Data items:

───

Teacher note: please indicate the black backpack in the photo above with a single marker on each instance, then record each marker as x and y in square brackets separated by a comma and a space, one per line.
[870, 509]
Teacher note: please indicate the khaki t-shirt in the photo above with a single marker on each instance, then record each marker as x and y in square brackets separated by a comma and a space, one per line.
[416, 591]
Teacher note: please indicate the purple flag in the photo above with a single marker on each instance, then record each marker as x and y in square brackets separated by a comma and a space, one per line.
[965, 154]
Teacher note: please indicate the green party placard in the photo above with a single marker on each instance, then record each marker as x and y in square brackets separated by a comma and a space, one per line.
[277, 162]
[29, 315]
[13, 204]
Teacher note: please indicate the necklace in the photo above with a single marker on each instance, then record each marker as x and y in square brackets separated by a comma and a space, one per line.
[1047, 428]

───

What you are asked to do: Render the records above as a Markdown table with the columns Row and Line. Put one line per row, number the rows in order, and leave out blank lines.

Response to the exercise:
| Row | Line |
|---|---|
| 1 | Teacher note: please indicate the black backpack in the photo above with a single marker on each instance, then record each marker as x and y in square brackets separated by a comma and a space, one per line. |
| 2 | [870, 509] |
| 3 | Teacher note: please indicate the khaki t-shirt in the photo above with a single marker on each instance, then record each marker as x and y in square brackets separated by a comma and a space, one per line. |
| 4 | [416, 591] |
| 5 | Teacher note: please indicate the purple flag in the photo above with a single marker on each instance, then record each marker as x and y in square brackets separated by a comma and a space, one per line. |
| 6 | [965, 154] |
| 7 | Teacher note: please indicate the green party placard in the photo above with a single marker on each instance, then record each marker as x and y in square brackets separated by a comma and a space, one per line. |
| 8 | [277, 162] |
| 9 | [29, 315] |
| 10 | [13, 204] |
| 11 | Teacher note: please indicate the necklace in the photo above with a single marker on each instance, then record each marker as x and y in square brackets separated by a comma and a space, one per line. |
| 12 | [1047, 428] |